— TASKS TO CARRY OUT —
(A) Reproduce verbatim the portion of the IRSeek article starting at "There are few" and ending at "began in mid-2006.".
(B) Answer these questions using the IRSeek article:
(i) How many channels and how many networks is IRSeek described as listening to?
(ii) When did development of IRSeek begin?
(iii) Who is named as the company's CTO?

New Israeli startup IRSeek is indexing public Internet Relay Chat (IRC) channels at the rate of 6 million conversations a day. 300 million conversations have now been indexed by the company. The most popular networks, including EFnet, DALnet, Freenode and QuakeNetUndernet, are all being monitored - IRSeeK is now “listening” to 2000+ channels across 10 networks.
There are few IRC search engines today, and most focus on specific niches or single networks, the Company says. Nearly two decades worth of data contained on IRC servers has effectively been lost. IRSeek wants to make sure that future conversations are properly indexed and and searchable. It’s a huge untapped knowledge-base.
So if you want to see what people are saying on IRC about, say, iPhone unlocks, now you can. The most popular search terms populate a query could on the front page of the site.
The company was founded by Eran Cohen (CEO), and Ariel Berkman (CTO). Development began in mid-2006.
The company says a channel is dropped when file sharing activity is detected and private conversations are not eavesdropped in anyway. Still, some IRC users, who have a possibly unreasonable expectation of privacy, may be troubled by IRSeeK. Personal information is often revealed in IRC chats. That information is now indexed and searchable. Searches can also be conducted by IRC nicknames, and all conversations involving that nickname (or even if they were just in the room) are linked. Of course, nicknames aren’t unique and many users may choose the same nickname over time. But even so, the knowledge that everything being typed can be later found by others may have a chilling effect on users.





Certainly seems like a useful knowledge base to developers and IT managers…
The key point that you’re missing in the article is that IRSeek are ARCHIVING as well as indexing IRC channels. Once it’s archived and made publicly available, anyone, including google, can index it.
Ben, That’s theoretically true, but would take a very long time to achieve. Also, the nice thing about browsing an archived conversation on IRSeek is that you can remove users (talking about uninteresting info on the channel), highlight your interesting users, and make it much easier for you to read through the discussions.
I think it’s a cool idea, because IRC (just like the USEnet was) is a valuable source. However, indexing conversations has already happened in a unstructured way years ago (through published eggdrop et al statistics in the www) so I would not call all conversations “lost”

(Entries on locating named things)
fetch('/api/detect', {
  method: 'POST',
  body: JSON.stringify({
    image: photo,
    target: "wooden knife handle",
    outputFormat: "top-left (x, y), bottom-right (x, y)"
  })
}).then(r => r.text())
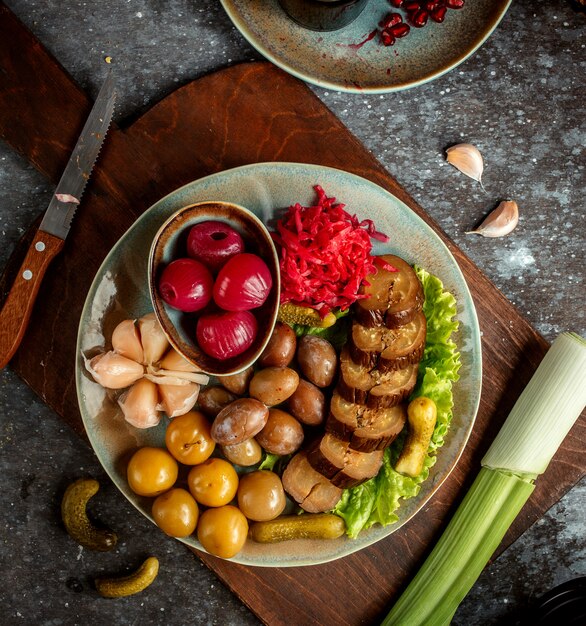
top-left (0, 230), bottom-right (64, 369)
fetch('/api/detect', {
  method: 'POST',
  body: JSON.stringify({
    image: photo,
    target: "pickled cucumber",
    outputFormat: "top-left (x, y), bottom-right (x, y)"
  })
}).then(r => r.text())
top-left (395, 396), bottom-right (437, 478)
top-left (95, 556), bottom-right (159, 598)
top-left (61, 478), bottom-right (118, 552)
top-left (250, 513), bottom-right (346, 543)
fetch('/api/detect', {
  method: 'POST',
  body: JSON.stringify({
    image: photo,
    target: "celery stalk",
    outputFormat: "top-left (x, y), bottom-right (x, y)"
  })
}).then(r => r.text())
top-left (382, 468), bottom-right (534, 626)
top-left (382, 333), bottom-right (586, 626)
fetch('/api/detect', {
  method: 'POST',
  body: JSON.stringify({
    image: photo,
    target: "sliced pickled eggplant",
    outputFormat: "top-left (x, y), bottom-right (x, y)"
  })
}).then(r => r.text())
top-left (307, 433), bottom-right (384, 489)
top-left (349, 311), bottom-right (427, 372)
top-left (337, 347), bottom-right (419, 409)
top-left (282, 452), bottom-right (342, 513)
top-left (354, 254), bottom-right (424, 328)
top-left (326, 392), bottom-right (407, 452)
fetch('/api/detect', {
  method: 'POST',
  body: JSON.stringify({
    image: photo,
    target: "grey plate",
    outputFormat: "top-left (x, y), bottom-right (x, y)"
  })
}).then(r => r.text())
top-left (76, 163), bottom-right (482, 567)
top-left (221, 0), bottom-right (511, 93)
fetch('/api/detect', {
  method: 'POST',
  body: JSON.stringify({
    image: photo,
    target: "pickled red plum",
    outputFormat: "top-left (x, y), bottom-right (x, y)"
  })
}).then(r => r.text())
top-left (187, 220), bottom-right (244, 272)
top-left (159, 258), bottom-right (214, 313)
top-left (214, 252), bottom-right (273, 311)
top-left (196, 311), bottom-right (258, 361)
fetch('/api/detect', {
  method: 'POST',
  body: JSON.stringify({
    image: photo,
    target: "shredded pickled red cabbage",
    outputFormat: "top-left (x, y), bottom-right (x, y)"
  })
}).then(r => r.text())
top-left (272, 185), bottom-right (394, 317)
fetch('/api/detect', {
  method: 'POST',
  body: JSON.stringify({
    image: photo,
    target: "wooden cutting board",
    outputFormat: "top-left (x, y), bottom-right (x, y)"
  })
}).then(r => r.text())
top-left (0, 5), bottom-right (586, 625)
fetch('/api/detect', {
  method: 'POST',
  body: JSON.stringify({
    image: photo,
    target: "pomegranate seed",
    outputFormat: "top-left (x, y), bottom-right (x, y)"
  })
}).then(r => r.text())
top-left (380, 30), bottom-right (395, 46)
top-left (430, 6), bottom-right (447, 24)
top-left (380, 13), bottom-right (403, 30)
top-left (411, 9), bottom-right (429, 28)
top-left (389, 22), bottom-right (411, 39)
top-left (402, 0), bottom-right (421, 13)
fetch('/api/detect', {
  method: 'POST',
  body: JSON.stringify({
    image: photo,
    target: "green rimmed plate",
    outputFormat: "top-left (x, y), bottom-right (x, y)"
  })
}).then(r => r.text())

— ANSWERS —
(A)
There are few IRC search engines today, and most focus on specific niches or single networks, the Company says. Nearly two decades worth of data contained on IRC servers has effectively been lost. IRSeek wants to make sure that future conversations are properly indexed and and searchable. It’s a huge untapped knowledge-base.
So if you want to see what people are saying on IRC about, say, iPhone unlocks, now you can. The most popular search terms populate a query could on the front page of the site.
The company was founded by Eran Cohen (CEO), and Ariel Berkman (CTO). Development began in mid-2006.

(B)
(i) More than 2000 channels across 10 networks.
(ii) In mid-2006.
(iii) Ariel Berkman.